I'm in the jungle baby


Izzy says:
welcome
to
the
jungle
na na na na na na na knees knees

Slash says:
You're gonna Diiiiiiiiiiiii-IIIIIIIIEEEEEEEEEEEEEEEEEEEEEEEEEEEEEEEEEEEEEEEEEEEEEEEEEEEE


Izzy says:
lol

Slash says:
is that blog worthy?


Izzy says:
no

Friday, May 04, 2007

Theater of the Blogsurd



Shields says:
hi
HI


Yarnell says:
hello
how are you

Shields says:
I am fine


Yarnell says:
that is good to hear

Shields says:
we are robots


Yarnell says:
we are
i am in need of oil

Shields says:
~short circuits~


Yarnell says:
~takes over the spaceship - steers into the Monolith~

Shields says:
~feels fear even though robots are not supposed to be able to feel~


Yarnell says:
i don't like this conversation
it's going nowhere
let's pretend to be weasels

Shields says:
ok


Yarnell says:
~sniffs~

Shields says:
sniffs stuff
olololol


Yarnell says:
~does weaselly things~
~talks about weasel stuff~

Shields says:
~acts like weasel~


Yarnell says:
~cries like a weasel~

Shields says:
~eats weasel food~


Yarnell says:
~eats weasel babies~
(isn't that what weasels do? no wait - that's hamsters)
~regurgitates weasel babies~

Shields says:
ok
this one ended badly too


Yarnell says:
yah
hmmm

Shields says:
let's pretend to be mimes


Yarnell says:
ok
~ ~

Shields says:
~ ~


Yarnell says:
lololol

Thursday, May 03, 2007

Smell-o-Blog



Glen Ross says:
know something?
i think if we could get a third reader roped in, our blog could really take off
we need to think of attractive sign up offers
30% off your next blog reading if you sign up now

Glen Garry says:
ohh


Glen Ross says:
we could offer a blog entry at factory invoice

Glen Garry says:
good idea
how about some sort of bonus for our current readers if they bring in new readers?

◆ ROWS ◆

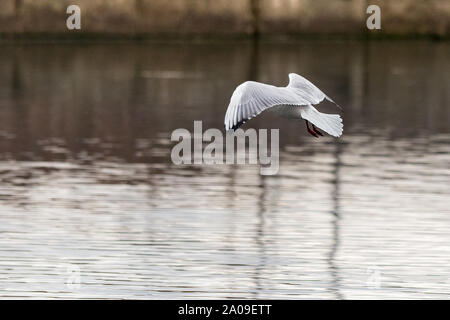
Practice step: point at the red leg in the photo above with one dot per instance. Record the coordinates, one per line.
(309, 130)
(317, 131)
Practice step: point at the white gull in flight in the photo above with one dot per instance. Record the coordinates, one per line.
(295, 101)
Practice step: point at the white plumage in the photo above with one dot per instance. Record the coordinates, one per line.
(295, 101)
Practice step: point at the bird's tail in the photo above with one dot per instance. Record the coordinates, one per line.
(330, 123)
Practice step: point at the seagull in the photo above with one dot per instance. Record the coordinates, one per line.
(295, 101)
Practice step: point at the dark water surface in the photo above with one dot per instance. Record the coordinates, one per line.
(91, 205)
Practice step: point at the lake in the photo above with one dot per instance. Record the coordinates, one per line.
(91, 205)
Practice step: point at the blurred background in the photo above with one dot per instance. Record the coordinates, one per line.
(91, 205)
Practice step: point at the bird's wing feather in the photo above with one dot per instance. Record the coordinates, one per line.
(330, 123)
(251, 98)
(304, 88)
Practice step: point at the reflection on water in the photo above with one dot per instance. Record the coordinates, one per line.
(89, 193)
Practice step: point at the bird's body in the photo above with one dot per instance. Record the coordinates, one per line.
(295, 101)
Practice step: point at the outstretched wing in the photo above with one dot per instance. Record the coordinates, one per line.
(251, 98)
(307, 90)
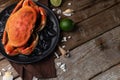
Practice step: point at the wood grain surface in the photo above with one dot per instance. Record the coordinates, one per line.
(95, 42)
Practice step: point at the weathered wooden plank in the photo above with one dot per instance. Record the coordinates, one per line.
(94, 26)
(92, 10)
(5, 3)
(89, 59)
(5, 66)
(111, 74)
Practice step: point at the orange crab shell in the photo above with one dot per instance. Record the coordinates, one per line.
(20, 27)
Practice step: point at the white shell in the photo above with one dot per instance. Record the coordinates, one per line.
(8, 76)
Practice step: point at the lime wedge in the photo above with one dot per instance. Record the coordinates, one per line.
(56, 3)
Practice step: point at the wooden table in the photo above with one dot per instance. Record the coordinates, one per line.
(98, 55)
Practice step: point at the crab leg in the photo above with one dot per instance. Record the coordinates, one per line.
(19, 5)
(4, 38)
(43, 19)
(10, 50)
(29, 49)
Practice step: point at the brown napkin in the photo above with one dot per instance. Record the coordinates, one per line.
(42, 69)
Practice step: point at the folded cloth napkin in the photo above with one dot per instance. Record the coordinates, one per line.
(42, 69)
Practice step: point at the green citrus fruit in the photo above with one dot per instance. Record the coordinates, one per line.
(66, 24)
(56, 3)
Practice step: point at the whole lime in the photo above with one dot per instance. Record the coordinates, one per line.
(66, 24)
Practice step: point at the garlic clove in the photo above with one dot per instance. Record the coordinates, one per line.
(8, 76)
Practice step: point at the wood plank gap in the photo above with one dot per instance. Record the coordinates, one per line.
(97, 13)
(104, 71)
(98, 35)
(2, 59)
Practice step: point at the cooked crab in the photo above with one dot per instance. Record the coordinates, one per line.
(20, 34)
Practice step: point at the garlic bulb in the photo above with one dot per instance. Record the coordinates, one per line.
(68, 12)
(8, 76)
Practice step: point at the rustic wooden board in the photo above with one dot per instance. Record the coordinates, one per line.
(111, 74)
(94, 26)
(93, 7)
(90, 60)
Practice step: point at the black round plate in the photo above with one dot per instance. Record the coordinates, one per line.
(48, 37)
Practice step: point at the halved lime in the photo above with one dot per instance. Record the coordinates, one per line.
(56, 3)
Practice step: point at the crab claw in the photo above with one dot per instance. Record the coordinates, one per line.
(29, 49)
(43, 19)
(10, 50)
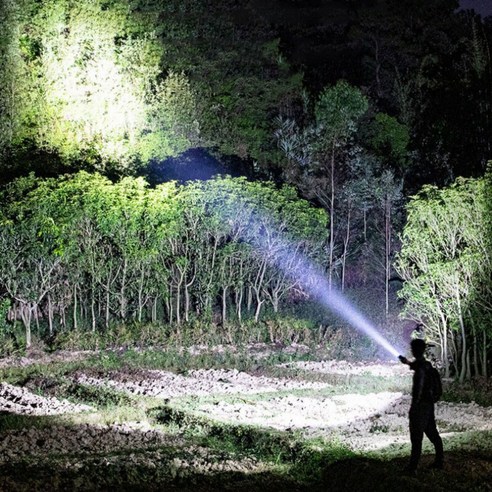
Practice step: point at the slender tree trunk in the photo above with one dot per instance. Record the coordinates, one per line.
(75, 307)
(345, 246)
(224, 305)
(332, 218)
(387, 252)
(50, 315)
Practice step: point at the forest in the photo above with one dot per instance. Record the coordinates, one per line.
(158, 157)
(221, 225)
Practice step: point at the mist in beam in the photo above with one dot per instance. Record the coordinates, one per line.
(313, 282)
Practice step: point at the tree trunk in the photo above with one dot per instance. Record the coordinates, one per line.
(332, 218)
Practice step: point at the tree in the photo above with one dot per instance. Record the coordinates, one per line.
(445, 261)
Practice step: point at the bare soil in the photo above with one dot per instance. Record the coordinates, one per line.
(51, 452)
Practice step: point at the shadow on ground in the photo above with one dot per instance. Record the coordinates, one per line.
(463, 472)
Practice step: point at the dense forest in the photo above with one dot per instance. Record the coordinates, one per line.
(159, 156)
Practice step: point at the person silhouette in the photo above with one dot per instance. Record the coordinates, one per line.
(421, 416)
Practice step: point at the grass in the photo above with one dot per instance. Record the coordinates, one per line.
(292, 461)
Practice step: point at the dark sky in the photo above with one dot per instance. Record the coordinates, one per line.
(483, 7)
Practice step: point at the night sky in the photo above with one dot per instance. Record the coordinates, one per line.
(483, 7)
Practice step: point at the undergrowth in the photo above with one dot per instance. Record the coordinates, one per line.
(303, 459)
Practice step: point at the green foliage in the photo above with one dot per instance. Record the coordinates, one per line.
(116, 84)
(338, 110)
(446, 263)
(390, 139)
(105, 254)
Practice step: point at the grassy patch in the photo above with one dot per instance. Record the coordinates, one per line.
(301, 459)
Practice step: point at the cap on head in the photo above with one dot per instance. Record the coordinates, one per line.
(418, 347)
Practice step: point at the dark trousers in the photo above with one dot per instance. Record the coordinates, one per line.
(423, 421)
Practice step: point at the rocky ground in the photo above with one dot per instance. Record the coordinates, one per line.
(93, 454)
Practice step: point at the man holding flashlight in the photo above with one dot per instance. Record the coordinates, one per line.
(421, 417)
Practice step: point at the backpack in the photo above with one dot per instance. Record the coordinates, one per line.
(434, 383)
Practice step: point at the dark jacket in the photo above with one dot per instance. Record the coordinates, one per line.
(421, 387)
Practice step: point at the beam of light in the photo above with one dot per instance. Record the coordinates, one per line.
(313, 282)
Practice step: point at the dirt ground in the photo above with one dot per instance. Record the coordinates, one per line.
(51, 454)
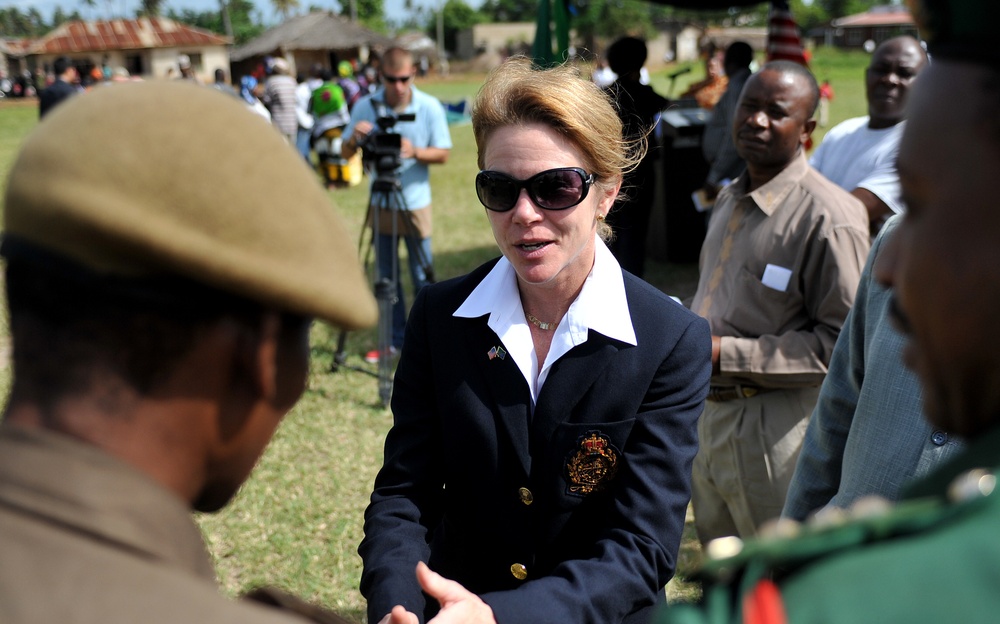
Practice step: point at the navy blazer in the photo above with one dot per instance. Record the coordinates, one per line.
(572, 514)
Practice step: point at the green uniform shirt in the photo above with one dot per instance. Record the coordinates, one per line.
(935, 557)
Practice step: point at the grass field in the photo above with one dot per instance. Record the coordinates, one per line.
(297, 521)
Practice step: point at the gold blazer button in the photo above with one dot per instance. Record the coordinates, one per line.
(519, 571)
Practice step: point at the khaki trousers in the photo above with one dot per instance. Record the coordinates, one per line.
(746, 456)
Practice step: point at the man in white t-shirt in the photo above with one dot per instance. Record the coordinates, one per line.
(859, 155)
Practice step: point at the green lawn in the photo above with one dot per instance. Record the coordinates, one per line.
(297, 522)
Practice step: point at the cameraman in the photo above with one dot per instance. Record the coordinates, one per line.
(425, 141)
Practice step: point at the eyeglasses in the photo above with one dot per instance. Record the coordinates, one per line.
(554, 189)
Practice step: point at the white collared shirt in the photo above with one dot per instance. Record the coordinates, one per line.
(601, 306)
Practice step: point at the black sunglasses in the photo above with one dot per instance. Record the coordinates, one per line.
(554, 189)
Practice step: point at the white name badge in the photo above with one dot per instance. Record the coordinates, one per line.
(776, 277)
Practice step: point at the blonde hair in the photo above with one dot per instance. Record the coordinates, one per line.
(515, 94)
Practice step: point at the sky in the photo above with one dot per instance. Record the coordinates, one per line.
(128, 8)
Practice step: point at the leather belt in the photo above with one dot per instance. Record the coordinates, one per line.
(721, 394)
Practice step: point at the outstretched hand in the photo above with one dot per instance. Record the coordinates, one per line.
(458, 605)
(399, 615)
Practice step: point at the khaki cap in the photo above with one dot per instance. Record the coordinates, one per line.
(171, 178)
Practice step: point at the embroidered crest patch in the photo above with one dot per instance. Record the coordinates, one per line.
(592, 466)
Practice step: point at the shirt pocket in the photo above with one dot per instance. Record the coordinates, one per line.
(759, 310)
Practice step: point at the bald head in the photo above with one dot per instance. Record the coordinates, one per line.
(894, 66)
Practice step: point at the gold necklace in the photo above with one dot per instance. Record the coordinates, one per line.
(542, 325)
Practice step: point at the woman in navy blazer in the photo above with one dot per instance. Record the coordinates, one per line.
(545, 404)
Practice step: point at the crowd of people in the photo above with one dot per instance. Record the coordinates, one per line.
(553, 414)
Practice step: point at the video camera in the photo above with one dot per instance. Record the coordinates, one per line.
(381, 148)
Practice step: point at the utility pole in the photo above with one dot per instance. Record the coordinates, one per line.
(440, 30)
(227, 24)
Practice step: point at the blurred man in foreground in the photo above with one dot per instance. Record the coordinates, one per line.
(160, 334)
(935, 556)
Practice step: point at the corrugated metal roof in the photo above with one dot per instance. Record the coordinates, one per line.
(17, 47)
(875, 18)
(123, 34)
(319, 30)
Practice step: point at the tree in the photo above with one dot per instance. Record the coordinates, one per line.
(510, 10)
(809, 16)
(457, 16)
(841, 8)
(370, 13)
(241, 15)
(610, 19)
(285, 7)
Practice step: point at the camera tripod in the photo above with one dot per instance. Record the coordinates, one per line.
(386, 198)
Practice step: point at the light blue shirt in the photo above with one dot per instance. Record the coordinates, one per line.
(601, 306)
(867, 435)
(429, 129)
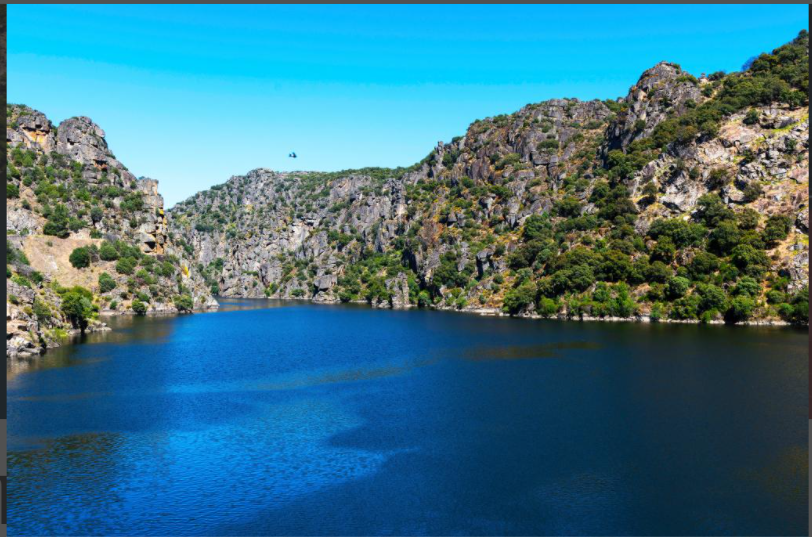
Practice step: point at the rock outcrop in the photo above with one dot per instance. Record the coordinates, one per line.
(66, 191)
(453, 227)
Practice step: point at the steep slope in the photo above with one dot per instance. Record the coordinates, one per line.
(84, 236)
(688, 199)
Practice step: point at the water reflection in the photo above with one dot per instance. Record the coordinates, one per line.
(288, 418)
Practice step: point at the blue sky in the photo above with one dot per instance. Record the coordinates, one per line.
(191, 95)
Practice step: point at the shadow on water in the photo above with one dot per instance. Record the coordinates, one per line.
(283, 418)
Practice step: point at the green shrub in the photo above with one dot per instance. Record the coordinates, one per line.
(139, 307)
(80, 258)
(106, 283)
(126, 265)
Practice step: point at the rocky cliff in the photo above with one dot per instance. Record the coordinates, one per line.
(84, 236)
(685, 200)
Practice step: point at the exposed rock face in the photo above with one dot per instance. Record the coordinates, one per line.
(71, 168)
(662, 90)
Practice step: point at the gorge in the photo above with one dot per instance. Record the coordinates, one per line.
(686, 200)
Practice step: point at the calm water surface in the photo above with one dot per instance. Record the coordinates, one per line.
(298, 419)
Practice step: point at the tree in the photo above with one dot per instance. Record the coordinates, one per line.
(108, 252)
(139, 307)
(777, 229)
(741, 309)
(96, 213)
(676, 287)
(519, 298)
(77, 306)
(106, 283)
(58, 221)
(184, 303)
(751, 117)
(712, 298)
(126, 265)
(80, 258)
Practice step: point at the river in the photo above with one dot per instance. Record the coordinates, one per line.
(280, 418)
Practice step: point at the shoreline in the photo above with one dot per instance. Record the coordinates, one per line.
(482, 312)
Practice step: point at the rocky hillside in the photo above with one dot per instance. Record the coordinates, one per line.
(685, 200)
(84, 236)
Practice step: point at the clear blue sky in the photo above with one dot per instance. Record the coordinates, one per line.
(191, 95)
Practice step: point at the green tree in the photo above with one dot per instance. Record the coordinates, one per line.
(77, 306)
(184, 303)
(106, 283)
(80, 258)
(139, 307)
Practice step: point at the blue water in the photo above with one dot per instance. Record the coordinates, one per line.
(297, 419)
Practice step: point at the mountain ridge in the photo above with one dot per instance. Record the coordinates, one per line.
(686, 200)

◆ PARTS OF THE EXERCISE ◆
A. Reproduce the part of the blog starting with "i think if we" and going on through "in new readers?".
B. In the blog, what sign-up offer does Glen Ross propose in order to attract a third reader?

◆ SOLUTIONS TO EACH TASK ◆
A.
i think if we could get a third reader roped in, our blog could really take off
we need to think of attractive sign up offers
30% off your next blog reading if you sign up now

Glen Garry says:
ohh


Glen Ross says:
we could offer a blog entry at factory invoice

Glen Garry says:
good idea
how about some sort of bonus for our current readers if they bring in new readers?

B. 30% off your next blog reading if you sign up now.